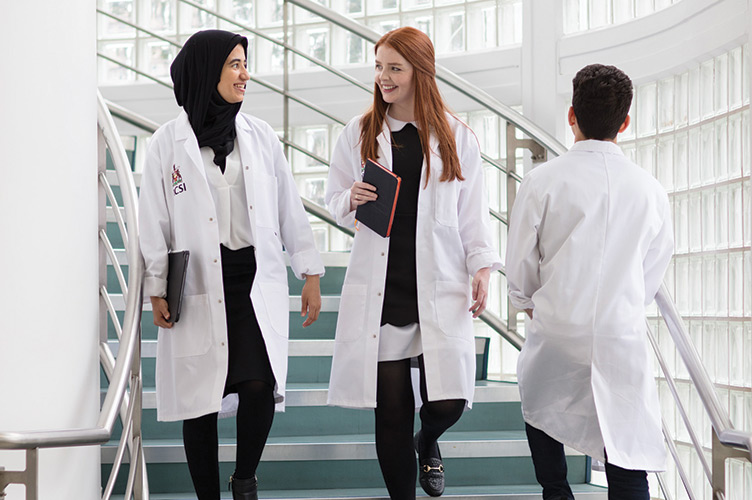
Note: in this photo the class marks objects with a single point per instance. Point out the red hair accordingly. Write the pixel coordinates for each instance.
(430, 110)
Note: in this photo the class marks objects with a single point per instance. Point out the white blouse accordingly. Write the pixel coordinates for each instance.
(228, 192)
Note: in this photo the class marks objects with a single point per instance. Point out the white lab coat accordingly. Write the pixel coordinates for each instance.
(453, 242)
(177, 213)
(590, 239)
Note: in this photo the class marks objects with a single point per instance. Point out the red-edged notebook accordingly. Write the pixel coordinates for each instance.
(379, 214)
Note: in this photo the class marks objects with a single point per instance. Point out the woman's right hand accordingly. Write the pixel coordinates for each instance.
(361, 193)
(160, 311)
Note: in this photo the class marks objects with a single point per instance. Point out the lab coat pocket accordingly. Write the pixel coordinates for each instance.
(266, 203)
(452, 303)
(276, 300)
(446, 203)
(352, 313)
(191, 336)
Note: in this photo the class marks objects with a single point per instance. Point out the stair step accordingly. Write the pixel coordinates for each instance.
(329, 303)
(509, 492)
(297, 347)
(454, 445)
(315, 394)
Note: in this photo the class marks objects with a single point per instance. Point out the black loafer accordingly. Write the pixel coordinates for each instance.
(431, 471)
(244, 489)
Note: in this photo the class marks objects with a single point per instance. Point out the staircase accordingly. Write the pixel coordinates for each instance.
(322, 452)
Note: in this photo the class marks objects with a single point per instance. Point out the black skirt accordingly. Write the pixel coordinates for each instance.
(248, 359)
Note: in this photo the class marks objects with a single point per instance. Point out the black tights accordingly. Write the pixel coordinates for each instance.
(395, 413)
(200, 438)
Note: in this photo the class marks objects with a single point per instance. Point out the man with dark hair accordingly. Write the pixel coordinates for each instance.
(590, 238)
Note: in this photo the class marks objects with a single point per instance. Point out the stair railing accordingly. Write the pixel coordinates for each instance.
(123, 371)
(727, 442)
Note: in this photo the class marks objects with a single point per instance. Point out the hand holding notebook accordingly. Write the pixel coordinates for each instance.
(378, 215)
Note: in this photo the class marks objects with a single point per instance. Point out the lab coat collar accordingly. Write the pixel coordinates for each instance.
(385, 145)
(184, 133)
(597, 147)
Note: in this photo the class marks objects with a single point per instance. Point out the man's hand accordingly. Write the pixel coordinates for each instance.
(161, 312)
(310, 299)
(480, 291)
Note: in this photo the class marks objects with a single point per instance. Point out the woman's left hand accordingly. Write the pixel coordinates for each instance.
(480, 291)
(310, 299)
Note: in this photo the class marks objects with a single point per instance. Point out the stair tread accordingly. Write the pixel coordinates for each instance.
(454, 444)
(315, 393)
(517, 492)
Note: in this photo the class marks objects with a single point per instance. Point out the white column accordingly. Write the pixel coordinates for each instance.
(49, 370)
(541, 102)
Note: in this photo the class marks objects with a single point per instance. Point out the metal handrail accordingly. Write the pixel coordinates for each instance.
(116, 393)
(719, 418)
(103, 430)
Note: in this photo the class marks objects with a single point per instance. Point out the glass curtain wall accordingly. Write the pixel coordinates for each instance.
(584, 15)
(494, 23)
(454, 25)
(691, 131)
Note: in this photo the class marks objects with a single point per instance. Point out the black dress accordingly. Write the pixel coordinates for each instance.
(248, 358)
(401, 288)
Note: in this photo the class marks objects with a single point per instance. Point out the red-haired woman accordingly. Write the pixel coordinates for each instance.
(414, 294)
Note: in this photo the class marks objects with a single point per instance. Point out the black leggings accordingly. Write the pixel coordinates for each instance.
(200, 438)
(395, 414)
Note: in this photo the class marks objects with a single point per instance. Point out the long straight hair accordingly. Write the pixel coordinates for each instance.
(430, 110)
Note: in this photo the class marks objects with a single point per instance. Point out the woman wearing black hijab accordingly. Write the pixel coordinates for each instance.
(216, 183)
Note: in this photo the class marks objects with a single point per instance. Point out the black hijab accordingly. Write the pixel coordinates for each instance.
(195, 73)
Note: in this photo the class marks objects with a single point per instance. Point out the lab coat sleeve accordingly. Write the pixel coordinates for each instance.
(472, 209)
(294, 227)
(523, 256)
(341, 178)
(659, 254)
(154, 225)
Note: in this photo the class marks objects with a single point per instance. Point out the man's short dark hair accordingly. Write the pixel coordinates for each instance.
(601, 98)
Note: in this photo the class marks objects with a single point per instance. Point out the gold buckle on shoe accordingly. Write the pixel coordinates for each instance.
(428, 468)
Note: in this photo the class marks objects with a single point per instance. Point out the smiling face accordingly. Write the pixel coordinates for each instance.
(394, 76)
(234, 75)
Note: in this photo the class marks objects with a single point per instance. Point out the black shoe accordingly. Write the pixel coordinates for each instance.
(244, 489)
(431, 471)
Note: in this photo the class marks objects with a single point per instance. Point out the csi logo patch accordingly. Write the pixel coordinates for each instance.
(178, 186)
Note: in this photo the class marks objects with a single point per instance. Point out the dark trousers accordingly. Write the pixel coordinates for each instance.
(551, 471)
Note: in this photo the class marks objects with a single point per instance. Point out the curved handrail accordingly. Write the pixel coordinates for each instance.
(103, 430)
(719, 418)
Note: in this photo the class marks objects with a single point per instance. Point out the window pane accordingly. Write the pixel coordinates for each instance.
(721, 83)
(665, 170)
(681, 169)
(666, 104)
(161, 15)
(707, 108)
(646, 109)
(122, 9)
(694, 95)
(193, 19)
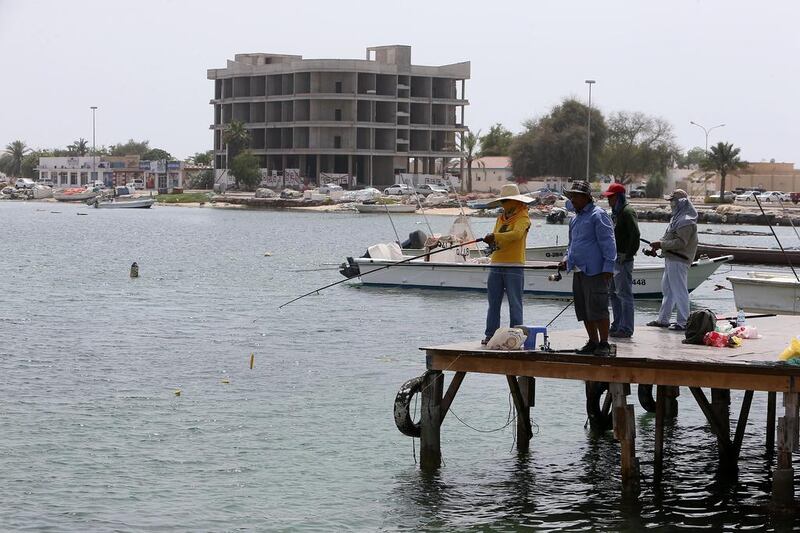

__Task instructions__.
Please count the lines in the entries above that contain the string "hijab", treating uppercase and lowercase letters as different. Reply with only the number.

__Result__.
2